Recopiez à l'identique le passage du sermon de Noël ci-dessous qui va de « Notre Dieu, le » à « de ses enfants. », ces deux bornes comprises.

> Texte à lire
________
24 décembre 2020 NOËL
par le Père Jean Paul Cazes
Gloire à Dieu au plus haut des cieux et paix sur la terre aux hommes qu’il aime.
Ce soir, le chant des anges est notre chant.
C’est ce que proclame la banderole circulaire qui entoure la Trinité qui se trouve en face de vous, sur le cul de four du chœur.
Quelle chose étonnante que de chanter la gloire d’un nouveau-né ! Non seulement il n’a rien fait, mais ses parents n’appartiennent pas à la haute société ; son village natal n’est qu’un point minuscule sur la carte ; son pays est une des provinces les plus reculées et les plus pauvres de l’immense empire de Rome.
Rien donc qui parle de la gloire au sens où nous l’entendons de manière habituelle. Pas de haute naissance, pas de gloire militaire, pas de décorations, pas de renommée artistique ou financière.
Et pourtant, nous avons raison de chanter : « Gloire … ! »
Parce que ce qui rend gloire à notre Dieu, c’est l’homme vivant.
Dieu est glorifié quand l’être humain, quel qu’il soit, de quelque pays qu’il soit, et – j’ose dire – de quelque religion ou athéisme qu’il soit, est mené à la vie.
Je pense, bien sûr, spontanément, à notre vie corporelle et à sa fragilité individuelle et collective. Je pense à tous ces efforts que nous avons consentisdepuis des mois, et que nous allons consentir encore pendant longtemps, pour que la maladie se répande le moins possible et soit finalement maîtrisée. Je pense à tous les efforts consentis par le personnel de santé, à toutes ces recherches scientifiques pour trouver un vaccin réellement efficace.
Mais je pense tout autant à tout ce qui est fait par tant de personnes, pour humaniser la crise que nous traversons. Tous ces humbles gestes du quotidien pour garder des liens avec des personnes isolées. Toutes ces opérations de grande ampleur menées par des organisations caritatives ou humanitaires pour soulager les détresses.
Par contre, je regrette que toute la vie culturelle ait été classée dans ce qui n’est pas essentiel ; car, pour paraphraser l’évangile, que sert à l’homme de garder sa santé s’il vient à perdre son âme ?
Notre Dieu, le Dieu révélé par Jésus-Christ, est glorifié par tous les efforts qui humanisent la vie. Comme un père est glorifié par la réussite de ses enfants.
Chaque fois que nous laissons notre porte et notre cœur ouverts, sans nous refermer sur nos craintes pourtant légitimes, notre Dieu est glorifié.
Chaque fois qu’un être humain est libéré de son esclavage en Lybie ou ailleurs, libéré de ses addictions et de ses enfermements, notre Dieu est glorifié.
Chaque fois qu’un être humain est sur le chemin d’une guérison physique ou mentale, notre Dieu est glorifié.
________
> Lignes extraites
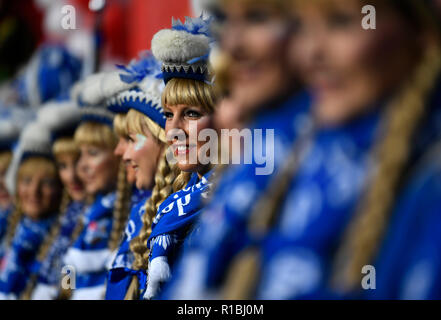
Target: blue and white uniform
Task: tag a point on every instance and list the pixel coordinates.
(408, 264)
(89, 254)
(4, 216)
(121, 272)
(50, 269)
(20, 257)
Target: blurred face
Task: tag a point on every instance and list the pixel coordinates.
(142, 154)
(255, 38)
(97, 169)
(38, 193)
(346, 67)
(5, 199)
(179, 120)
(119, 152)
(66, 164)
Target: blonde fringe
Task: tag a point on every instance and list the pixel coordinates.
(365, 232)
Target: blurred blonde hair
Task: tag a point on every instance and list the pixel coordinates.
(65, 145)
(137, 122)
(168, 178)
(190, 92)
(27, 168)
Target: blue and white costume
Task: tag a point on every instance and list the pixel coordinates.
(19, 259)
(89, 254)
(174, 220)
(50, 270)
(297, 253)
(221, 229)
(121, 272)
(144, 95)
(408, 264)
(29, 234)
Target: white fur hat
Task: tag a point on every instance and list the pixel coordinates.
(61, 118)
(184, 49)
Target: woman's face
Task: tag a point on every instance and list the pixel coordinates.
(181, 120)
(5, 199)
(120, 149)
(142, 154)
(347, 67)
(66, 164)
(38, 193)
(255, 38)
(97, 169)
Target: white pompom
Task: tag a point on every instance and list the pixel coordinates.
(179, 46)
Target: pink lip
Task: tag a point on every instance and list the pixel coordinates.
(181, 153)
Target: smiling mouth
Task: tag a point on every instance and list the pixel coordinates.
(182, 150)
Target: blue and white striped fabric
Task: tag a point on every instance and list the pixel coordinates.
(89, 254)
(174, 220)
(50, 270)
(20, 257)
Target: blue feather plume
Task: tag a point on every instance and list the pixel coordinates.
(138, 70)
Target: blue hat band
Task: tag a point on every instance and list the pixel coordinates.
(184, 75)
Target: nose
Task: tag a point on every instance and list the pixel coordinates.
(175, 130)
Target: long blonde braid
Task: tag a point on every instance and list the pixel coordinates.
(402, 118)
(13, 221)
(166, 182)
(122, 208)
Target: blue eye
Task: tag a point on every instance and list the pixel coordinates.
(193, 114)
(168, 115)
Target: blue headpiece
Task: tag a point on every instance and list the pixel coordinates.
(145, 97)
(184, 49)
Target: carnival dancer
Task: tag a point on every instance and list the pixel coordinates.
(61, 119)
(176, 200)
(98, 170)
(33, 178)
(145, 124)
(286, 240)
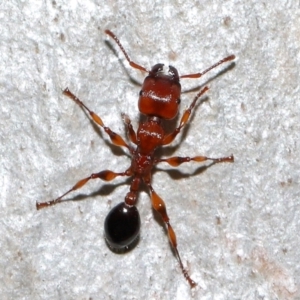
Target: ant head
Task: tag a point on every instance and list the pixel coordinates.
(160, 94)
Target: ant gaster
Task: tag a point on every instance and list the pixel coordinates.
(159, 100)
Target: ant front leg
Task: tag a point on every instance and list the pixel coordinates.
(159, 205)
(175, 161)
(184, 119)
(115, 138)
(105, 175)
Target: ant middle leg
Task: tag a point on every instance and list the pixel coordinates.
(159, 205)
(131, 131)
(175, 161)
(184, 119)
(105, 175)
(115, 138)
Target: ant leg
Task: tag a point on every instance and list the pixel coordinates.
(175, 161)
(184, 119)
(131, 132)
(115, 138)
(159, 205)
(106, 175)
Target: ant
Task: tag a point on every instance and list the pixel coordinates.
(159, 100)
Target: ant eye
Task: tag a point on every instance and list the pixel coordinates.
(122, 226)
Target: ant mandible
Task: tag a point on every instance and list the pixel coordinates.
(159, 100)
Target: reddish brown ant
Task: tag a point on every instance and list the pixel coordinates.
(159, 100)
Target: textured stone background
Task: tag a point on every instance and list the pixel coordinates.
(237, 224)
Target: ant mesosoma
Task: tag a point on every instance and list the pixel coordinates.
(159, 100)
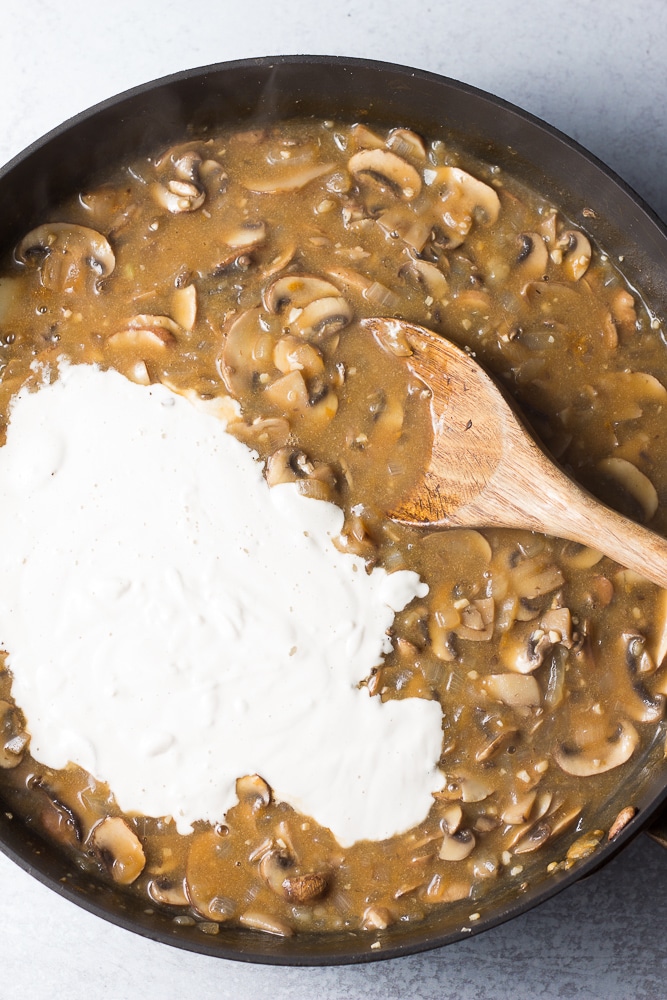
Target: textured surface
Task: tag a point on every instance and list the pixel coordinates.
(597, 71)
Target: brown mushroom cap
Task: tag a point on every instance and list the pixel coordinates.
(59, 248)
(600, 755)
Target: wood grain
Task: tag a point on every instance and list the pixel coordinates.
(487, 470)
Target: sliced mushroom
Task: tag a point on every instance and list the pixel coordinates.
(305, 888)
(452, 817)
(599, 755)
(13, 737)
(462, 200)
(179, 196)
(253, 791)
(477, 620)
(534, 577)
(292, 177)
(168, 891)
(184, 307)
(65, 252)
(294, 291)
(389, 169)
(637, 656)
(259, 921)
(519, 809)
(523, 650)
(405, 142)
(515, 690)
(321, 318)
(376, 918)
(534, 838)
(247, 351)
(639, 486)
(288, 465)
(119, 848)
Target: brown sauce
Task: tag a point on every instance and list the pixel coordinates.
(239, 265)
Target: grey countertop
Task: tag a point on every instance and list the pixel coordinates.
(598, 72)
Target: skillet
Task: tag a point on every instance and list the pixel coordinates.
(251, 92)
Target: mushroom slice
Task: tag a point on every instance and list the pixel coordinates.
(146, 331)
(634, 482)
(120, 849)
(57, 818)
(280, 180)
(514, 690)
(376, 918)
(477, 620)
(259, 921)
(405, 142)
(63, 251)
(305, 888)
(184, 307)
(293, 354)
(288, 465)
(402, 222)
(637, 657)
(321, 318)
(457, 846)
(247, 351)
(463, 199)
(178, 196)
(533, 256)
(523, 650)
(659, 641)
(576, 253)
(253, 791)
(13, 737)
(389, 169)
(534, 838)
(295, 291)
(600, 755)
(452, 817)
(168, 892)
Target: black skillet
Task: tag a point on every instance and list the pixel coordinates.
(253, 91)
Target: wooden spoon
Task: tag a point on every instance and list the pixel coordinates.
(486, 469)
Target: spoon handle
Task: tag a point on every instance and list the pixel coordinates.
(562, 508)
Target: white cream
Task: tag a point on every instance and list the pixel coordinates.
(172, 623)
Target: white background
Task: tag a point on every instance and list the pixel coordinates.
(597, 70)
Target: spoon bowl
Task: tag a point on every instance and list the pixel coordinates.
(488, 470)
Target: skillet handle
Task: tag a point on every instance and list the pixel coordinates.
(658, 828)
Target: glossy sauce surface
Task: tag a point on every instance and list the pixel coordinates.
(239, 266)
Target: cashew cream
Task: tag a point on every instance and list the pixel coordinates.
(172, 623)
________
> Réponse attendue
Notre Dieu, le Dieu révélé par Jésus-Christ, est glorifié par tous les efforts qui humanisent la vie. Comme un père est glorifié par la réussite de ses enfants.